*GIVEN PROBLEM:*
Output the rows below exactly as they appear, starting with the line that contains "Where can the ceiling" and continuing through the last line of the rows, with both ends included.

*GIVEN RECORDS:*

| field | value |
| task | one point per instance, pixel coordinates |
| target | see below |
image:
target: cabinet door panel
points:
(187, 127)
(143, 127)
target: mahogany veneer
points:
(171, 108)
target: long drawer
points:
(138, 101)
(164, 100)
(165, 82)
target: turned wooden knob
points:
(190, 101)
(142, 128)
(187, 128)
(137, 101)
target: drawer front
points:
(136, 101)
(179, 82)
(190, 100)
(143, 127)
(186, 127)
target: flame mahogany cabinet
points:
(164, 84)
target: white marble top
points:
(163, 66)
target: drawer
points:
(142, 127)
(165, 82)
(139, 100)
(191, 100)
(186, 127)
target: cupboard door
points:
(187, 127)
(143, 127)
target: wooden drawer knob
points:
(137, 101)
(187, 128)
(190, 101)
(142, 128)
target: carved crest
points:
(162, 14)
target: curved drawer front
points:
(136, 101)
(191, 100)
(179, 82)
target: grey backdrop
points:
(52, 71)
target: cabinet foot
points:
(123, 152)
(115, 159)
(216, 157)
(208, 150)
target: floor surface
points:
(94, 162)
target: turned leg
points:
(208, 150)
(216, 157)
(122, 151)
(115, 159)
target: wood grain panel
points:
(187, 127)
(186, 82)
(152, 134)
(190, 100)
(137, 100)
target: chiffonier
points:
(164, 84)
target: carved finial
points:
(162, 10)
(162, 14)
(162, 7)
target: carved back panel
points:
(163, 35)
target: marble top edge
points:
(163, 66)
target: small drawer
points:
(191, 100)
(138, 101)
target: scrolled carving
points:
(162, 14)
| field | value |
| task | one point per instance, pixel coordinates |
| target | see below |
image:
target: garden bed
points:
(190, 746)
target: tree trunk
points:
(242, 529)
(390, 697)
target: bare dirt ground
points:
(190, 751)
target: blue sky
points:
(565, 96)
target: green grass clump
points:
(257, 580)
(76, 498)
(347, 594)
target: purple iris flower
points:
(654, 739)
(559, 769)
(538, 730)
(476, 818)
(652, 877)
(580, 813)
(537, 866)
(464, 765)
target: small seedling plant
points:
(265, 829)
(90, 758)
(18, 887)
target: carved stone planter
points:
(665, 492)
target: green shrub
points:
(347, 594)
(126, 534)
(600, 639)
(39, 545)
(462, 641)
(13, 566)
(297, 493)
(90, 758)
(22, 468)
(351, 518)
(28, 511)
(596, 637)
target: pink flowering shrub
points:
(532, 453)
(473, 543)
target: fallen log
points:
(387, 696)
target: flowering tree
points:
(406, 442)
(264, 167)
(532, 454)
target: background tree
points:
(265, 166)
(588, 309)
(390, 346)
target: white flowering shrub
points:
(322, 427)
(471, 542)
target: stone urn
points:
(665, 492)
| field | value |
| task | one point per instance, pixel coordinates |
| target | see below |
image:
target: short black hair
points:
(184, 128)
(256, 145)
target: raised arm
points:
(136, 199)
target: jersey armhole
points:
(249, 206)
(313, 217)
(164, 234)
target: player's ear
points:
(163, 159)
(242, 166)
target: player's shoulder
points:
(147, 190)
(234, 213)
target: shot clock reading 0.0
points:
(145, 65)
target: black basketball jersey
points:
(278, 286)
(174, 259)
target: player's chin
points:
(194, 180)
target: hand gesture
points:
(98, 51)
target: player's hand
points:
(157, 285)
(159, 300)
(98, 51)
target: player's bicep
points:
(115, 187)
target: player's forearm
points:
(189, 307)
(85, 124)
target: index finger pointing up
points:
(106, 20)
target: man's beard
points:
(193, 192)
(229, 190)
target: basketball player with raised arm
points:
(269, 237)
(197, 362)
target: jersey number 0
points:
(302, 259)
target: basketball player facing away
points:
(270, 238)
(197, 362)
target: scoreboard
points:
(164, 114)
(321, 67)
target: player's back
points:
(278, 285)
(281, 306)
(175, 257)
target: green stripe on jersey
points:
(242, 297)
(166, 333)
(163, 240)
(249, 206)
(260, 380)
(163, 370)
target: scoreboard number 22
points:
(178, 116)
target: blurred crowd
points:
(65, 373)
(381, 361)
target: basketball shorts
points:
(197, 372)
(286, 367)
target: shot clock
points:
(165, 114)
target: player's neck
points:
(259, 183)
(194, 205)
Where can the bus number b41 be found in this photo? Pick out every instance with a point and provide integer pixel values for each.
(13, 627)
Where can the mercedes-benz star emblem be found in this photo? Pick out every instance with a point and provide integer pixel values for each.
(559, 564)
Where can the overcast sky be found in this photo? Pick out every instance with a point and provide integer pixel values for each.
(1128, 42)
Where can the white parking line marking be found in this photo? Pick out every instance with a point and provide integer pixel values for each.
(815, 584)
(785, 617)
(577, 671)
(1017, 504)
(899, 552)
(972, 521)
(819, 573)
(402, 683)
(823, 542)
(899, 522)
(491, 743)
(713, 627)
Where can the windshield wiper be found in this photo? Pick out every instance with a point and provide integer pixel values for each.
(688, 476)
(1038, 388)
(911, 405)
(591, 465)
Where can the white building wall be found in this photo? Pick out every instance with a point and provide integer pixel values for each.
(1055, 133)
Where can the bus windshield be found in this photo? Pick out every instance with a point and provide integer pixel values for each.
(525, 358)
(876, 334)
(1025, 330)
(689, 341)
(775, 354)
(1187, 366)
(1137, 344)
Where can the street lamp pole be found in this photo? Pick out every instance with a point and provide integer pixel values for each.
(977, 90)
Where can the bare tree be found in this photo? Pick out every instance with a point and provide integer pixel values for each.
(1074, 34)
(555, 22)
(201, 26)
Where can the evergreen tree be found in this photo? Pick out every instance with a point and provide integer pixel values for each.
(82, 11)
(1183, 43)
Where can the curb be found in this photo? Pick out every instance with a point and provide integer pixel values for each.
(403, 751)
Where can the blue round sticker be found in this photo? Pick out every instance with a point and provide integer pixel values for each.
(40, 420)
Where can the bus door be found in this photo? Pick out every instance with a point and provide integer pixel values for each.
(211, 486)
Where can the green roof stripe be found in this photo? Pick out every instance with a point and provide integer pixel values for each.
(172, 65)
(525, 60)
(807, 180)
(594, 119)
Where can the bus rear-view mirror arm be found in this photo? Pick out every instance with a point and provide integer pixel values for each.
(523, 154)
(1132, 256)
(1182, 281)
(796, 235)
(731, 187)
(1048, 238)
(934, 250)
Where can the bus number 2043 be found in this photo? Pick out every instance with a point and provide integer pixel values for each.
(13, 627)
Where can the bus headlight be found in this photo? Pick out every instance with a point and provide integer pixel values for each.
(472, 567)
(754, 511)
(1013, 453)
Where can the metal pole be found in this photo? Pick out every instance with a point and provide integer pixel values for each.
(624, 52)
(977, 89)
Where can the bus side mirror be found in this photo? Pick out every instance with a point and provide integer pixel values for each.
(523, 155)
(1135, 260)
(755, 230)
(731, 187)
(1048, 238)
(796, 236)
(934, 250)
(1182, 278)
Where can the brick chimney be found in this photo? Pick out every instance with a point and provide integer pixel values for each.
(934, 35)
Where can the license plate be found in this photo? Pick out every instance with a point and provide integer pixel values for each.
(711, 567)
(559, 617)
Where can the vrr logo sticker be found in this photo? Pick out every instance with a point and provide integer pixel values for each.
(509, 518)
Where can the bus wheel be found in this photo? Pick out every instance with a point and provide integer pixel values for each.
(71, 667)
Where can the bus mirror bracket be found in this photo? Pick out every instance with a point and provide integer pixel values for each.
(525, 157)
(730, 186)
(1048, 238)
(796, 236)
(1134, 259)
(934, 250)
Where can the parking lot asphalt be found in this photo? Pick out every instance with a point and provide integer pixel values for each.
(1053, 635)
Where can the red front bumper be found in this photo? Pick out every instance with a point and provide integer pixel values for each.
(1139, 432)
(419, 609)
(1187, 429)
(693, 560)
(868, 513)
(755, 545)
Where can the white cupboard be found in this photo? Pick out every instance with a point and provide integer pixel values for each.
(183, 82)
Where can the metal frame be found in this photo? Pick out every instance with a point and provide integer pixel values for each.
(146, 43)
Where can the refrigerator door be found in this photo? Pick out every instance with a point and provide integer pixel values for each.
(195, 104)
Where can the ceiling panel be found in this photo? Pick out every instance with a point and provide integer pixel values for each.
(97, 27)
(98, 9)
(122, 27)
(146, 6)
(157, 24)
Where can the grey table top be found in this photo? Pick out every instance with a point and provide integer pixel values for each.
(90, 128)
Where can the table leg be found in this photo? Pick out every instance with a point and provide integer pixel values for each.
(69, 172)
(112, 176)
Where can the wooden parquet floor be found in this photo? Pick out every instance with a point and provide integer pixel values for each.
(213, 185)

*COMPLETE RESPONSE:*
Where can the ceiling panel be found in this photo? Pick out every instance with a point and provide integer pixel values for each.
(97, 27)
(98, 9)
(122, 27)
(146, 6)
(157, 24)
Where can the grey table top be found in this photo? Pick out every instance with a point and provide integer pixel values for each.
(90, 128)
Where can the table leg be found in this photo? Pick out every instance with a point and provide integer pixel values for each.
(69, 172)
(112, 176)
Where can the wooden parquet floor be found in this photo? Pick out every instance with a point and provide integer pixel values for each.
(213, 185)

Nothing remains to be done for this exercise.